→ **Aim**
In the records below, find the line containing "of the poster"; copy exactly that line and all lines after it to the end, and nothing else.

# # # #

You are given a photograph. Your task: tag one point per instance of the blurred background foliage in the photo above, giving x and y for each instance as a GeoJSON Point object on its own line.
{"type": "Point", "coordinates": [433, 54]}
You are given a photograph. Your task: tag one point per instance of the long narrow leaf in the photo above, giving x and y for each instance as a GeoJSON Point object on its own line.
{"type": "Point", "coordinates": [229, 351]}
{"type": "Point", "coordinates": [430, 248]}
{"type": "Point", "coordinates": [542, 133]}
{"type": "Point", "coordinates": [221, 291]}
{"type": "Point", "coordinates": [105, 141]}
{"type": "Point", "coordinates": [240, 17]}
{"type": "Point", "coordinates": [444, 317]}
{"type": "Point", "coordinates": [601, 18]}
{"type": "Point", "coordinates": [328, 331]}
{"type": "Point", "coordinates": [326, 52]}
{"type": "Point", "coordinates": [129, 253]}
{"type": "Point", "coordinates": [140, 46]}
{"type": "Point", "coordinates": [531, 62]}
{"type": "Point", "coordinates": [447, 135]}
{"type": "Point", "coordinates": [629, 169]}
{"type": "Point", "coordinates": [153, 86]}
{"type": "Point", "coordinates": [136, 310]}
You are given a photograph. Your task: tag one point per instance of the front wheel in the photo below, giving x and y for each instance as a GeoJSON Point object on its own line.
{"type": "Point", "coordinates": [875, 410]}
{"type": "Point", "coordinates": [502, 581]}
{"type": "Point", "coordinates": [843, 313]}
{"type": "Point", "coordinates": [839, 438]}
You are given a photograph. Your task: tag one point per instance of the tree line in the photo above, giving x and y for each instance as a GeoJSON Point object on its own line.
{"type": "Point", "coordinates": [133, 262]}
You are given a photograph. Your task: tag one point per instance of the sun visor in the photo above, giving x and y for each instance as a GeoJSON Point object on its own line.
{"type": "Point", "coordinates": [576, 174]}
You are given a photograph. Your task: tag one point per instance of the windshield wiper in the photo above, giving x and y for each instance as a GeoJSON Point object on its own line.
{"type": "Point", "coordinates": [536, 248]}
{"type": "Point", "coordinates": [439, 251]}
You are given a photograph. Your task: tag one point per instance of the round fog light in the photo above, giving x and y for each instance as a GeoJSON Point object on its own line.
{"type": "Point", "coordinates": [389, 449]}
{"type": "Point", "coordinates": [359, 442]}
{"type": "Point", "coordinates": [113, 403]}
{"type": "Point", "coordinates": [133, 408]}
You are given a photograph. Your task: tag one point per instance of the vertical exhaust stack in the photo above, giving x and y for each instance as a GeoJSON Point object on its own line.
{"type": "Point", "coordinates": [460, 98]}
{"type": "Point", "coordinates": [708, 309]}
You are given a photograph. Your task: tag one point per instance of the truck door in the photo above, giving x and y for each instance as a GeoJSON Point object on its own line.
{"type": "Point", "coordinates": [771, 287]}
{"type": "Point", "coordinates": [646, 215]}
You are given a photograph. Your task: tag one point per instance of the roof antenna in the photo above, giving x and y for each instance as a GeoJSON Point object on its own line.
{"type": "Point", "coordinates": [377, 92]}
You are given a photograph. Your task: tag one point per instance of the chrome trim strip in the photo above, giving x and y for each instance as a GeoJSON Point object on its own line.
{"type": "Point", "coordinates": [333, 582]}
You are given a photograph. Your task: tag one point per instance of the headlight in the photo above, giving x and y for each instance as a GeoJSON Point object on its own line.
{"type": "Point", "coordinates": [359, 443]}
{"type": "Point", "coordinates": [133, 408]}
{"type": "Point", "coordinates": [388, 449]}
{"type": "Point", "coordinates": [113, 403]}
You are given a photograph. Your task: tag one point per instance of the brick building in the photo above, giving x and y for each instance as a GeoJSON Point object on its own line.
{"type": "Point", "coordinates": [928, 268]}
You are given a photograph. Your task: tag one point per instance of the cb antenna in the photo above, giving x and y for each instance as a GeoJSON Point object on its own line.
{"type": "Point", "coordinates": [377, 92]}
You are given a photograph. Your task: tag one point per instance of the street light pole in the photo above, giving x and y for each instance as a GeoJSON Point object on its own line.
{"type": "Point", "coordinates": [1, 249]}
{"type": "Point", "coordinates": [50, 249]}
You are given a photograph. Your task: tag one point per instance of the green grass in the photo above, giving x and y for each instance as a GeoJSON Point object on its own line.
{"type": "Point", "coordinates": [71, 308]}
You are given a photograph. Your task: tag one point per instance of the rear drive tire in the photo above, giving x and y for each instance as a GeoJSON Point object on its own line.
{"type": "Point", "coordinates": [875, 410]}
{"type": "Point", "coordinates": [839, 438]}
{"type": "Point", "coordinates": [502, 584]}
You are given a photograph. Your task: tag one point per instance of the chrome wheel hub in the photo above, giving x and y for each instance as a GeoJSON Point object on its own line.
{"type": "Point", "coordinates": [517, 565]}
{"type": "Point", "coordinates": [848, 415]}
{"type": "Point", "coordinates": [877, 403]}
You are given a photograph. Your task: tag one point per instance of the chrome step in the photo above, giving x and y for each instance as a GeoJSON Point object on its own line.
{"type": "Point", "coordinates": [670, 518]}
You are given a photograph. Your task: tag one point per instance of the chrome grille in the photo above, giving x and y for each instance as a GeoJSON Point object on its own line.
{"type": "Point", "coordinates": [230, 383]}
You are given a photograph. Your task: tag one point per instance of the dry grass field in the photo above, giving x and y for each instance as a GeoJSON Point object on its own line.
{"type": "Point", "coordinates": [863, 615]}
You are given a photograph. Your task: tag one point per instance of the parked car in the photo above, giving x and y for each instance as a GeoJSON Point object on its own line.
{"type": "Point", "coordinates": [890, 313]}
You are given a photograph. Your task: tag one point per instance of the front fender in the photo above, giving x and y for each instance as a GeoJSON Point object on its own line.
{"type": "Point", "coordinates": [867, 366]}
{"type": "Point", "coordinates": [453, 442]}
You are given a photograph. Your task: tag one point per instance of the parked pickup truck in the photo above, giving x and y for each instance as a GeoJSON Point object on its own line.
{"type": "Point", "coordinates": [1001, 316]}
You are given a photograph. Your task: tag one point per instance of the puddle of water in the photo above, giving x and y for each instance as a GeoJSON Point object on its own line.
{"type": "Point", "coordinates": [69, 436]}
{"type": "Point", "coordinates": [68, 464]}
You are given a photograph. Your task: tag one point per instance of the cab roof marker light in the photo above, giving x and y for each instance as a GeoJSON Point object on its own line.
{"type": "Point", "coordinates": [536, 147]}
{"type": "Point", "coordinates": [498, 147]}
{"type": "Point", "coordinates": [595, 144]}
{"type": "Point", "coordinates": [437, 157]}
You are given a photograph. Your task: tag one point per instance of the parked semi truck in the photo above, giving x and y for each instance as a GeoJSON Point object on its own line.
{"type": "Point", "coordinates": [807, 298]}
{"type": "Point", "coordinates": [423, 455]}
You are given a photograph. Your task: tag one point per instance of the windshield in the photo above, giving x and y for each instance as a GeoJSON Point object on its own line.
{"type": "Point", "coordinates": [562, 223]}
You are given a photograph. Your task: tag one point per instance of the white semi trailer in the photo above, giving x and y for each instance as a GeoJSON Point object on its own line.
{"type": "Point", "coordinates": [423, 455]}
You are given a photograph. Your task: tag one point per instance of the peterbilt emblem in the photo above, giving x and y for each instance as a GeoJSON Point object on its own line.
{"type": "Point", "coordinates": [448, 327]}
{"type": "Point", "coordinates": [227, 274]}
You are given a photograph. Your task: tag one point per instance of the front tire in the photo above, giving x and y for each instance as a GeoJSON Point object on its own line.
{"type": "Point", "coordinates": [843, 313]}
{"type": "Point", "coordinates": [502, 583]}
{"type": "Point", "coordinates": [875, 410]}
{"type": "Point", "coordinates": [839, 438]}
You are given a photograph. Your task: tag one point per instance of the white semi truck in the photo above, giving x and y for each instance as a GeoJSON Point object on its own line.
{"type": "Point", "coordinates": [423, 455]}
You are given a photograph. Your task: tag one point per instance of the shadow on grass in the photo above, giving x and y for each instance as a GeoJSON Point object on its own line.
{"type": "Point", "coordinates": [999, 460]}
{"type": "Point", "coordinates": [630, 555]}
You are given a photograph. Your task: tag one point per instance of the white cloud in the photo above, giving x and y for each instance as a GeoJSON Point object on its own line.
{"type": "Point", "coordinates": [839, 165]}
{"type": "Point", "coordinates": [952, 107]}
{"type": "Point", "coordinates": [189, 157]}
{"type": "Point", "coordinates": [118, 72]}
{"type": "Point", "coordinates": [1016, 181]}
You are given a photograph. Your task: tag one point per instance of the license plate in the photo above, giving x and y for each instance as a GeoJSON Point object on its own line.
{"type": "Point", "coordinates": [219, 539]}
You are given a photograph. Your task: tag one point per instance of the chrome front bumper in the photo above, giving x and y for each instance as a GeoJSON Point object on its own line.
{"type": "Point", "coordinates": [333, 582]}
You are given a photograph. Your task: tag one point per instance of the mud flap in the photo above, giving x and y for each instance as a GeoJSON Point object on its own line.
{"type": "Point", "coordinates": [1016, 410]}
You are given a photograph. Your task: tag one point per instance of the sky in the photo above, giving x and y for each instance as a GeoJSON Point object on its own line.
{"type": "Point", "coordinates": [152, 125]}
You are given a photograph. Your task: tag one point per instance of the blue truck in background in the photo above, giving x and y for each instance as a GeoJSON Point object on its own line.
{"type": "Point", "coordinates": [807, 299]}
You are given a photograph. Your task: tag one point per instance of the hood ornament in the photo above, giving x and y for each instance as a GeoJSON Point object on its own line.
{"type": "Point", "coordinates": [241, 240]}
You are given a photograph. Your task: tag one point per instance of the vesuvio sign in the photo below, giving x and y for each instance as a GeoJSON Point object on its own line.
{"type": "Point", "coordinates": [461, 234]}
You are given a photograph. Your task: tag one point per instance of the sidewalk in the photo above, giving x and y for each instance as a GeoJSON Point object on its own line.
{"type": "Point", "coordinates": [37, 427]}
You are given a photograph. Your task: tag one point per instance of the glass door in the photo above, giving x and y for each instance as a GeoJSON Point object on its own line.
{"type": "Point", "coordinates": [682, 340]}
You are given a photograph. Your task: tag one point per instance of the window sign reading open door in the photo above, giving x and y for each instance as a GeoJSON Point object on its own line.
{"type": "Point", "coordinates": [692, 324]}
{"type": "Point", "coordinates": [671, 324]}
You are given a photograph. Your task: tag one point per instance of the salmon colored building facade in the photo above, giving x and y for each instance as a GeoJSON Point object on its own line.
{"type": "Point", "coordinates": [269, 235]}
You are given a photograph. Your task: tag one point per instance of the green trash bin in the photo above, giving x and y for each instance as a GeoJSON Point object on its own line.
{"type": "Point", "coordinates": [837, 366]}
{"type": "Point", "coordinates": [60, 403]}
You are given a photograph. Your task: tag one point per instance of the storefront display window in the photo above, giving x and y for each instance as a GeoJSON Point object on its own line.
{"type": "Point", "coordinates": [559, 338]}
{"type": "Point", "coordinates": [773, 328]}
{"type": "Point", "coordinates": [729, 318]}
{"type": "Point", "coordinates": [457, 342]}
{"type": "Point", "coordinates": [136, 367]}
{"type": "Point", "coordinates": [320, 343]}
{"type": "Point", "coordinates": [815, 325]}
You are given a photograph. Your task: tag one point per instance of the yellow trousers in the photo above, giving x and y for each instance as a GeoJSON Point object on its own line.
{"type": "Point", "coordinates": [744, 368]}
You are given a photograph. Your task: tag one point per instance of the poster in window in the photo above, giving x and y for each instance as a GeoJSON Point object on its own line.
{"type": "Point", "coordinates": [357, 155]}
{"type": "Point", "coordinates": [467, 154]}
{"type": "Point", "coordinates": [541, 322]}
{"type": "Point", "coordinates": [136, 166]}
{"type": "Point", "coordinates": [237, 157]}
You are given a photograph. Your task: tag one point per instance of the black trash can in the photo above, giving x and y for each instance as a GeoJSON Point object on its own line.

# # # #

→ **Solution for this exercise**
You are given a photograph. Your task: tag one point per instance of the poster in window in the photo above, giving x and y for each instance as a GeoJSON Point object on its own line.
{"type": "Point", "coordinates": [357, 155]}
{"type": "Point", "coordinates": [467, 154]}
{"type": "Point", "coordinates": [541, 322]}
{"type": "Point", "coordinates": [136, 166]}
{"type": "Point", "coordinates": [237, 157]}
You are given a photograph. Your task: tag one point per instance of the black trash can in the photo above, giving x and y for each instance as a GeoJSON Point object on its own line.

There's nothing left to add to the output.